## [任务要求]
1. 将论坛讨论节选中的这句话译成中文："let's forget about the order of input or the uniqueness of solution and rephrase the question as follows."
2. 从论坛讨论节选的最后一句之后接着往下写。

## [文本节选]
弱弱地问句 end: 在这里是啥用法？之前见过的都是用go to  labelname      labelname：这种用法

初学者觉得楼上大家都很厉害的样子，默默飘走。。。。。。

playmore 发表于 2013-10-30 08:45
用Hash做了一个，看看行不？

这样是不对的  ，你没有考虑到id1出现的顺序，只是把所有的id1作为键，放到hash里面了。

龙潭丰乐 发表于 2013-11-2 16:06
这样是不对的  ，你没有考虑到id1出现的顺序，只是把所有的id1作为键，放到hash里面了。

lz的贴子里有说顺序的问题了吗？

let's forget about the order of input or the uniqueness of solution and rephrase the question as follows.
Find a subset A from the set of ordered pairs S={(a,b): 1<=a,b<=n and a, b are not equal} such that,
(1) (a,b) and (c,a) cannot belong to A at the same time, for any a,b,c; (this condition is stated by the OP)

## [所给数据行]
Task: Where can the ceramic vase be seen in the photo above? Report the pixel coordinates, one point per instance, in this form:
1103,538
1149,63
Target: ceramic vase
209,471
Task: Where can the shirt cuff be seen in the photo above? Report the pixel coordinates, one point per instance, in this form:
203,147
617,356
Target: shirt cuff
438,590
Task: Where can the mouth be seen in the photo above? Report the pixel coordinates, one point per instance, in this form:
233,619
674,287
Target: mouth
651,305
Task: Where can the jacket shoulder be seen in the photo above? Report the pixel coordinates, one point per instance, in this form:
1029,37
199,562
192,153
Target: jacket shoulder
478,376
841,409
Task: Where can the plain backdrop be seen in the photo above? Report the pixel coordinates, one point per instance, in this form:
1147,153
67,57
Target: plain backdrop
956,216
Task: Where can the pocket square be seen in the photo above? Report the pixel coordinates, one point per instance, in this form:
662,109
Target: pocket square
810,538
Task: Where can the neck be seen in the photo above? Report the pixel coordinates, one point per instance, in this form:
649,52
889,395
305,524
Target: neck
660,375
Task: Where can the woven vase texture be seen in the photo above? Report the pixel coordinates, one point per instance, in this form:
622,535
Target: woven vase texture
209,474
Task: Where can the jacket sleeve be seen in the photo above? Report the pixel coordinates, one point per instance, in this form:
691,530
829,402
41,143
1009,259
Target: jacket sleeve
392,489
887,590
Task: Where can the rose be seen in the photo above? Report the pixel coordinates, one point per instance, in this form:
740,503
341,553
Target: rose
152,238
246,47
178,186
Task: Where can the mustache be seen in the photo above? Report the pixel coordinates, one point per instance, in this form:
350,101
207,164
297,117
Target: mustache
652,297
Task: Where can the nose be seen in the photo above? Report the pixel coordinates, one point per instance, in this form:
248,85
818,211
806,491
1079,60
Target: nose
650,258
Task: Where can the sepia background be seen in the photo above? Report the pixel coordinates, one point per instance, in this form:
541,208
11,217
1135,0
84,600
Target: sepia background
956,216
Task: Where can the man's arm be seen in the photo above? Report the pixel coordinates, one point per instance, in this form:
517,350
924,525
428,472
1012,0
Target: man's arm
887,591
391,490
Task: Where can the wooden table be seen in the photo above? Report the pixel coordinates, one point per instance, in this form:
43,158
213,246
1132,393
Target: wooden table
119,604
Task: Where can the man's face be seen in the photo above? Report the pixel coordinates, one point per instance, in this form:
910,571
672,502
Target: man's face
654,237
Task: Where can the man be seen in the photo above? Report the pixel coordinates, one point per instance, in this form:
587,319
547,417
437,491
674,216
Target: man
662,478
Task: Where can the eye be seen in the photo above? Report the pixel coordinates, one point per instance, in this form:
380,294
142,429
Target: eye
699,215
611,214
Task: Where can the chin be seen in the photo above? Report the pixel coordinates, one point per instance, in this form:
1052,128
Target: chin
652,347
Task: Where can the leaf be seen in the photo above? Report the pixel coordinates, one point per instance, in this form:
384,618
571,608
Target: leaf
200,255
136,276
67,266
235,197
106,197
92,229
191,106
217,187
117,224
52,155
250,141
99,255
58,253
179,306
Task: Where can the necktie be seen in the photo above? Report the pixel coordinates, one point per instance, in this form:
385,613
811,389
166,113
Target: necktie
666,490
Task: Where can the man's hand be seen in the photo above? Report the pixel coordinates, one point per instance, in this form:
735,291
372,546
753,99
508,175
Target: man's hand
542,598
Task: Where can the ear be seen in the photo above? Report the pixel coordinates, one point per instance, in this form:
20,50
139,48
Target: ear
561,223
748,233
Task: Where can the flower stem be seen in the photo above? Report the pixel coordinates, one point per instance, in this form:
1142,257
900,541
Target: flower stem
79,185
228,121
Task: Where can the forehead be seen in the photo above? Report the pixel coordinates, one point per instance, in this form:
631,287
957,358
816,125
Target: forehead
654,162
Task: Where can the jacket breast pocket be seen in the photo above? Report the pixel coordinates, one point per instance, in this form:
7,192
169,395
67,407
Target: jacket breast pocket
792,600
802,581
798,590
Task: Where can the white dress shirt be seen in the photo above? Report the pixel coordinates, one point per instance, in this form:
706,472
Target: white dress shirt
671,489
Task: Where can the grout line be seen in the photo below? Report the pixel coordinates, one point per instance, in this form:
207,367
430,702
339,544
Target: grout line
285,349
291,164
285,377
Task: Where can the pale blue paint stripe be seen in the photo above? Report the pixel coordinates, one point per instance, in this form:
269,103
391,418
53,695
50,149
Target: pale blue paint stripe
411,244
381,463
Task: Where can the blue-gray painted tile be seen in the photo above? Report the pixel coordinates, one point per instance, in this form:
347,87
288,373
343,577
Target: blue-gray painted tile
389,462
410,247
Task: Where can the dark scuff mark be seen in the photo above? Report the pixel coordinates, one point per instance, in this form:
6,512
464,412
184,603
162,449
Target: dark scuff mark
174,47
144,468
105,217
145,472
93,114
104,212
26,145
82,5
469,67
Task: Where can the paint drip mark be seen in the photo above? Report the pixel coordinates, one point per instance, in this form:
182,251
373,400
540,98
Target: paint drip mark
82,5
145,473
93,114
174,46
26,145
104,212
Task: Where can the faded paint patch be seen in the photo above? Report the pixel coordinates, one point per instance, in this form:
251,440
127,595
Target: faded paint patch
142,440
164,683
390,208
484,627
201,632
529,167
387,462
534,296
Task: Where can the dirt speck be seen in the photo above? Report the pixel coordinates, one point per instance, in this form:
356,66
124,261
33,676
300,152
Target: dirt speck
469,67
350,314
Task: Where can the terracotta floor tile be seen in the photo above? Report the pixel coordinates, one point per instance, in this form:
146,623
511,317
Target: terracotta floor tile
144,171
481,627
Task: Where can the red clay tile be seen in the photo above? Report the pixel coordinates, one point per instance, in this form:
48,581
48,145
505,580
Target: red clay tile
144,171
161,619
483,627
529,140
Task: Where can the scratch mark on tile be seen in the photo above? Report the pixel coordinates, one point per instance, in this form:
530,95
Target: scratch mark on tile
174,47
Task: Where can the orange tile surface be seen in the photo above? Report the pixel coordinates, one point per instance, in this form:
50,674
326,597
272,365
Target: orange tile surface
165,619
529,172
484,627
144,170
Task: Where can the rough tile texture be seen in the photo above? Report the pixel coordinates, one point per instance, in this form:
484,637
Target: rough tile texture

## [参考答案]
1. 我们先不考虑输入的顺序或解的唯一性，把问题重新表述如下。

2.
(2) A is maximal in the sense that there does not exist a subset A' of S such that A is a proper subset of A'. (the OP didn't mention this, but I think it's necessary otherwise you could always return only one record and claim you get the right answer.)
The question is also equivalent to finding a maximal subgraph from a directed graph by deleting edges so that no vertex has both nonzero indegree and outdegree.
I don't have a solution on the top of my head, but you may check your program against the two conditions above.